- Problem to solve
Write out, with no changes, the stretch of lines from the one containing "Where can the shrub" through the last line.

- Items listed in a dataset
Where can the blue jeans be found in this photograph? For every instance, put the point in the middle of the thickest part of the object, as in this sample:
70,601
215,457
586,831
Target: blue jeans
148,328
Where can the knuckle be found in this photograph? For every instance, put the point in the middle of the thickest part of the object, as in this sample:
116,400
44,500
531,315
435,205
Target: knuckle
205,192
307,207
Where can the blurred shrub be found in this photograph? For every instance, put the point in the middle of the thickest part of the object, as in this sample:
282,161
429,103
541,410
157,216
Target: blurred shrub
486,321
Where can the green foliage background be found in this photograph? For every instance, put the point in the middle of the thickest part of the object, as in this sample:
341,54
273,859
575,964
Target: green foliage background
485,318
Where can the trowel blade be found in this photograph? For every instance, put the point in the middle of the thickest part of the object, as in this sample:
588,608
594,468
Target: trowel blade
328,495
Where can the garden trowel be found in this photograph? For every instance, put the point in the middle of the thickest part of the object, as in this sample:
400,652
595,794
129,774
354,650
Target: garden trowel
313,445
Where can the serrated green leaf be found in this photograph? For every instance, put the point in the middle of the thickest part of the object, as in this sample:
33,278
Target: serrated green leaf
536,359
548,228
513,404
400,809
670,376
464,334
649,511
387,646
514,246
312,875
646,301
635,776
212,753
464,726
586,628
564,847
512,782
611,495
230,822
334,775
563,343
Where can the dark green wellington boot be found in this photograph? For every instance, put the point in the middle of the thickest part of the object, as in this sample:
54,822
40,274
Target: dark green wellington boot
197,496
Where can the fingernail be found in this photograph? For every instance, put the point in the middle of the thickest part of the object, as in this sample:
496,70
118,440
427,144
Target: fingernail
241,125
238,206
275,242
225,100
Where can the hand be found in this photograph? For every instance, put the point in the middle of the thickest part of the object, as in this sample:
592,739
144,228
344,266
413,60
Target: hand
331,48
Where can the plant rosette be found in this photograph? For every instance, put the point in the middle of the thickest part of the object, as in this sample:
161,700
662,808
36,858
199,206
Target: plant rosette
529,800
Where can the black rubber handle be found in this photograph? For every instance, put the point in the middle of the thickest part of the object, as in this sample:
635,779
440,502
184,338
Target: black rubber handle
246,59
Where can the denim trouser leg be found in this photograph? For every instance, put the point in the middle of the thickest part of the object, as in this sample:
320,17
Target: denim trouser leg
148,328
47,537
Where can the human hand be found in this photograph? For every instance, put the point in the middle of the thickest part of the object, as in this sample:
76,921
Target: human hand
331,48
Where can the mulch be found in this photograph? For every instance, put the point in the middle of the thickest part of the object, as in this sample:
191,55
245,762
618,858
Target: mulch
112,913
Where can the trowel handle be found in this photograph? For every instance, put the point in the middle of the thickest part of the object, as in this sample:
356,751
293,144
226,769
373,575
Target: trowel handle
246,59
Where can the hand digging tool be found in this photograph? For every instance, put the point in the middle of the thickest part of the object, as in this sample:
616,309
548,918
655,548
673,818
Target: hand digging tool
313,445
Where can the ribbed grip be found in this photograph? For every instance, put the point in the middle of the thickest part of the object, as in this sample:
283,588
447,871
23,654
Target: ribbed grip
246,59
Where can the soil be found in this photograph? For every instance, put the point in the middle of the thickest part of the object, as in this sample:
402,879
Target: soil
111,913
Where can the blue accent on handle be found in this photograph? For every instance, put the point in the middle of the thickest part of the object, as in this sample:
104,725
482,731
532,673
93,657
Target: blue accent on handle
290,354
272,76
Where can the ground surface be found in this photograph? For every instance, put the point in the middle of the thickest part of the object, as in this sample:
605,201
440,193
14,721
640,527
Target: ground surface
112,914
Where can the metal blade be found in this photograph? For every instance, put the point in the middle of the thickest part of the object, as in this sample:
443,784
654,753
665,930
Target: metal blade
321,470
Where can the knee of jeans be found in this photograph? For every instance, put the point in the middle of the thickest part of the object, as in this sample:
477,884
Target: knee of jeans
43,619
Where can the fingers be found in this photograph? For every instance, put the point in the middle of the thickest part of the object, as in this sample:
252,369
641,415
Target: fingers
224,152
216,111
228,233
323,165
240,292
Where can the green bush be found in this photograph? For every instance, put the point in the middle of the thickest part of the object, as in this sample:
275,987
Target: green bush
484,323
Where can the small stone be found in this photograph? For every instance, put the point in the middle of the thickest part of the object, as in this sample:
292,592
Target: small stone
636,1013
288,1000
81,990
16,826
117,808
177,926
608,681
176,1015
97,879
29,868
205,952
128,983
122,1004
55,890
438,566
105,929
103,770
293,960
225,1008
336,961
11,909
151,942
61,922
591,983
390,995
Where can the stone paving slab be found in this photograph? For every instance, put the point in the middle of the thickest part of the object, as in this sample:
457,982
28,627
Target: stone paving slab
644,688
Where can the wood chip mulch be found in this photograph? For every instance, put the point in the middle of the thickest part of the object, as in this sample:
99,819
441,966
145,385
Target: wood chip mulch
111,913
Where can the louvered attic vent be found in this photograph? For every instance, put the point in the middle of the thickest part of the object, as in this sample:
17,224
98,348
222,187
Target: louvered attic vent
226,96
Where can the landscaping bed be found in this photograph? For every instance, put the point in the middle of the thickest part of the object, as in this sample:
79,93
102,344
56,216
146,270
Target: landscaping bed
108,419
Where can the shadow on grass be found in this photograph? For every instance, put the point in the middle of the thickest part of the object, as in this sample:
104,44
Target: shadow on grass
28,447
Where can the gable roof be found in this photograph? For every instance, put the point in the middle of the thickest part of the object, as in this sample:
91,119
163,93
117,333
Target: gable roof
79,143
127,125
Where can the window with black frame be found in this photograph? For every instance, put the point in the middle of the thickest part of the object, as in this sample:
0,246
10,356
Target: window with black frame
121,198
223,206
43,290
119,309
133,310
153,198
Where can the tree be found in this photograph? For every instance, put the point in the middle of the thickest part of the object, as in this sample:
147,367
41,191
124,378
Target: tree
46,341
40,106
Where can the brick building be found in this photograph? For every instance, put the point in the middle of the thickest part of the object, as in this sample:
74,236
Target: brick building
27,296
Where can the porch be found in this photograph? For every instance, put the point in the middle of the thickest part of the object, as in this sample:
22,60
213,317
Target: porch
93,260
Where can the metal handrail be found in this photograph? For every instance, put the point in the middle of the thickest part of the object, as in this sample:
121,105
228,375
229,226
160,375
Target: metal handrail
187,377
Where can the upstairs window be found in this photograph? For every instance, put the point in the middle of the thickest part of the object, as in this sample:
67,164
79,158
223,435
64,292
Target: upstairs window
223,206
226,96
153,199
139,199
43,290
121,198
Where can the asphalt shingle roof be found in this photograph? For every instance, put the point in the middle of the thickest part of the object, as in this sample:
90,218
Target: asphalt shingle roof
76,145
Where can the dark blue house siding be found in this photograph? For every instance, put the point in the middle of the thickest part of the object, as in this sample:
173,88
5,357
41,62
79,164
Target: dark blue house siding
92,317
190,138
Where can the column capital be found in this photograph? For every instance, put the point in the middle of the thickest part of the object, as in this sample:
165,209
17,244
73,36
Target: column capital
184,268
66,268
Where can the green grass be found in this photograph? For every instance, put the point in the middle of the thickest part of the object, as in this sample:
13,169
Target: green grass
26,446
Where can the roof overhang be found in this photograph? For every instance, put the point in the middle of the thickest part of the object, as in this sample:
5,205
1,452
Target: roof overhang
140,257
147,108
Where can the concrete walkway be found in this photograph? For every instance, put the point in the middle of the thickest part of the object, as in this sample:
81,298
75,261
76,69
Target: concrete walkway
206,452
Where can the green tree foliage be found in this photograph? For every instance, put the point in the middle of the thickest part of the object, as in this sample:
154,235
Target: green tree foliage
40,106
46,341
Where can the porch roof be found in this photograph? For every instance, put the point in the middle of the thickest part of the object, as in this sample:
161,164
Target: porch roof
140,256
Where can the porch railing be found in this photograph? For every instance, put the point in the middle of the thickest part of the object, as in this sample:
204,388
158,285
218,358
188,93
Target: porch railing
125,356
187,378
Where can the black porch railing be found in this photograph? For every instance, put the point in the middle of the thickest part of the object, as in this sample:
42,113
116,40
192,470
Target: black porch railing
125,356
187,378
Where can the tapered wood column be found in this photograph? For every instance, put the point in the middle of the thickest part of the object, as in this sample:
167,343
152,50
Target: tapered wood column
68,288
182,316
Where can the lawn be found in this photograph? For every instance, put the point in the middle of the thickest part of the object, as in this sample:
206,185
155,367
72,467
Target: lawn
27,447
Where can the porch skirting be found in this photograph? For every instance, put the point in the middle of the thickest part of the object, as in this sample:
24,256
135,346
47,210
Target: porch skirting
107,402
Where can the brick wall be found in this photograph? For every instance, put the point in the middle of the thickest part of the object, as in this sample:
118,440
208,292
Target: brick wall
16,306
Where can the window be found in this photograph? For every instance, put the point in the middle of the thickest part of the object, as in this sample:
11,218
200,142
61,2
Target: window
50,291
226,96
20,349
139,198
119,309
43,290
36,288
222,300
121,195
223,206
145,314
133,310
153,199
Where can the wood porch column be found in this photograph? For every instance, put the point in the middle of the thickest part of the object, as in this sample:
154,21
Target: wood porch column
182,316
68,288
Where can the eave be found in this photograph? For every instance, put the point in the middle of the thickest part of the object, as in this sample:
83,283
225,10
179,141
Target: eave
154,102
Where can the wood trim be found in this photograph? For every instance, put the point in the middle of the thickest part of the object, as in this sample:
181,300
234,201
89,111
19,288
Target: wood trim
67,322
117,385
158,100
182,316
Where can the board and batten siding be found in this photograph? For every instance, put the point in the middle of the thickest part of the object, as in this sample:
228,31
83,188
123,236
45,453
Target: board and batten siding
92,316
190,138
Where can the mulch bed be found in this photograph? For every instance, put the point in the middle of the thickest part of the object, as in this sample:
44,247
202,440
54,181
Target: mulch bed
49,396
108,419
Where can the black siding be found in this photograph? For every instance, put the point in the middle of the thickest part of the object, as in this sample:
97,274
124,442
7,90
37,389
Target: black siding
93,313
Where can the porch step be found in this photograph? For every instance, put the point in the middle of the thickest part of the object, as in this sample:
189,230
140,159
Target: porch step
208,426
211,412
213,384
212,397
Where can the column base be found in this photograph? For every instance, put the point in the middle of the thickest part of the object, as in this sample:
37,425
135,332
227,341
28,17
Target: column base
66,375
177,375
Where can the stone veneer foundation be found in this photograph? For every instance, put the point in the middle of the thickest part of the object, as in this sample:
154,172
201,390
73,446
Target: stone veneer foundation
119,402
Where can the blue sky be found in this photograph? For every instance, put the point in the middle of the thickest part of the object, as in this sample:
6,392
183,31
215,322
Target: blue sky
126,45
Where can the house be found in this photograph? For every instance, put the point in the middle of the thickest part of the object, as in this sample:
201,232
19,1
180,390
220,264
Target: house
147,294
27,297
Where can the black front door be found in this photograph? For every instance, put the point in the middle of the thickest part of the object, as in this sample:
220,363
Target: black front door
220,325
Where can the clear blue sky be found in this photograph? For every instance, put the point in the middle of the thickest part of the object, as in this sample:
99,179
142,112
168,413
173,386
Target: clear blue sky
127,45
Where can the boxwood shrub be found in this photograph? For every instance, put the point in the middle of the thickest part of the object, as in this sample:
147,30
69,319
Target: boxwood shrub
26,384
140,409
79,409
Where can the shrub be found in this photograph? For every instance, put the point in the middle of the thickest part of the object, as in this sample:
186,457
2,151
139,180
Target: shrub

- Written solution
Where can the shrub be found in this photograph? For every instance, put the point in the middle of the thickest part of the object, as in this sample:
186,457
2,151
139,180
Target: shrub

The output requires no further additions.